Rz. 400
Im Schadensersatz-Rechtsschutz (§ 2 a ARB) ist Versicherungsfall das erste Ereignis, durch das der Schaden verursacht wurde oder verursacht worden sein soll. Die Verfasser der ARB haben sich für das Kausalereignis als Versicherungsfall entschieden (§ 4 Abs. 1 a ARB). In aller Regel fallen Schadenursache (z.B. Verkehrsunfall) und Schadeneintritt zeitlich zusammen. Fallen sie auseinander, ist auf die Schadenursache als Versicherungsfall abzustellen. Nach § 14 Abs. 1 S. 1 ARB 75 ist demgegenüber auf das dem Schadensersatzanspruch zugrunde liegende Schadenereignis, das sog. Folgeereignis, abzustellen. Dies ist der Vorgang, der den Schaden unmittelbar herbeiführt (Schadeneintritt).

**ZIEL DER ÜBUNG**.
Beantworte diese Fragen zum Textauszug:
(a) Was gilt im Schadensersatz-Rechtsschutz (§ 2 a ARB) als Versicherungsfall?
(b) Welches Beispiel nennt der Text für eine Schadenursache?
(c) Auf welches Ereignis ist nach § 14 Abs. 1 S. 1 ARB 75 abzustellen?

Daten zu Segmentierungsmasken:
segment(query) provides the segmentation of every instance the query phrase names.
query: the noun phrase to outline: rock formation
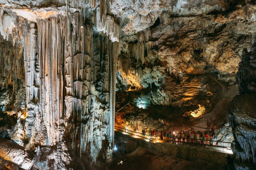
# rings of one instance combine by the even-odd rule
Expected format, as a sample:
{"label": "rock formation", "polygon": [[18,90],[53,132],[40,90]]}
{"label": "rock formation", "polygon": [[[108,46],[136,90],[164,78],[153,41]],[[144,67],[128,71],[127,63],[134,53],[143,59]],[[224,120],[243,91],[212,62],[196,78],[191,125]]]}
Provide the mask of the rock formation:
{"label": "rock formation", "polygon": [[[225,85],[236,83],[243,49],[256,33],[252,1],[0,4],[0,115],[13,122],[0,117],[0,134],[36,152],[39,169],[85,169],[97,159],[110,161],[117,91],[145,89],[136,109],[171,106],[187,117],[206,114],[227,93]],[[254,58],[248,57],[237,77],[241,93],[255,90]],[[141,120],[135,117],[130,124],[137,128]],[[246,160],[255,163],[250,155]]]}
{"label": "rock formation", "polygon": [[234,139],[231,149],[237,169],[256,168],[255,42],[254,40],[250,52],[243,51],[236,76],[240,94],[234,98],[227,112]]}

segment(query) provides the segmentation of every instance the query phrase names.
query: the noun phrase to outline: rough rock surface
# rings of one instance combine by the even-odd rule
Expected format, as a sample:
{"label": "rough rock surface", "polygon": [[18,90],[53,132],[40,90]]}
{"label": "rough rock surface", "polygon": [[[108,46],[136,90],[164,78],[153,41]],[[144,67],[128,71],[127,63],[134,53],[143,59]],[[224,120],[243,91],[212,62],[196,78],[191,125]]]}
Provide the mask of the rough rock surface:
{"label": "rough rock surface", "polygon": [[[185,114],[198,115],[205,109],[187,84],[209,90],[187,77],[207,73],[233,85],[243,49],[256,33],[256,5],[249,0],[0,4],[0,108],[17,119],[1,131],[37,151],[39,169],[83,169],[80,160],[90,166],[109,160],[116,90],[154,86],[152,103],[182,108],[186,101],[194,108]],[[172,84],[164,85],[170,77]]]}
{"label": "rough rock surface", "polygon": [[227,111],[234,139],[231,149],[237,169],[256,168],[255,42],[250,52],[243,51],[236,77],[240,94],[234,98]]}
{"label": "rough rock surface", "polygon": [[35,154],[15,143],[0,137],[0,158],[10,161],[19,167],[30,169],[35,161]]}

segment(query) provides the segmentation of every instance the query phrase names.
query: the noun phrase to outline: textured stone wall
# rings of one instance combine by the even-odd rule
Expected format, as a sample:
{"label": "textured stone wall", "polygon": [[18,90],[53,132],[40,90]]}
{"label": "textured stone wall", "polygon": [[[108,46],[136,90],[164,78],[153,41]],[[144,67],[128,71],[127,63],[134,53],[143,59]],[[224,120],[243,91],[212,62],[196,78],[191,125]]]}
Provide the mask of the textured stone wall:
{"label": "textured stone wall", "polygon": [[234,164],[238,170],[256,168],[255,42],[250,52],[247,49],[243,51],[236,77],[240,94],[234,98],[227,111],[234,139],[231,145]]}

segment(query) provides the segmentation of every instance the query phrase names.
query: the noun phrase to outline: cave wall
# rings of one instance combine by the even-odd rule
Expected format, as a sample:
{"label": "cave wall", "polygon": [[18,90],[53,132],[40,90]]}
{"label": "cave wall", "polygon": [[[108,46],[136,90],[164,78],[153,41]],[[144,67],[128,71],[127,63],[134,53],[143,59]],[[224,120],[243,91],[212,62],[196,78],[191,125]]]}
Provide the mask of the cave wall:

**LÖSUNG**.
(a) Das erste Ereignis, durch das der Schaden verursacht wurde oder verursacht worden sein soll.
(b) Einen Verkehrsunfall.
(c) Auf das dem Schadensersatzanspruch zugrunde liegende Schadenereignis, das sog. Folgeereignis.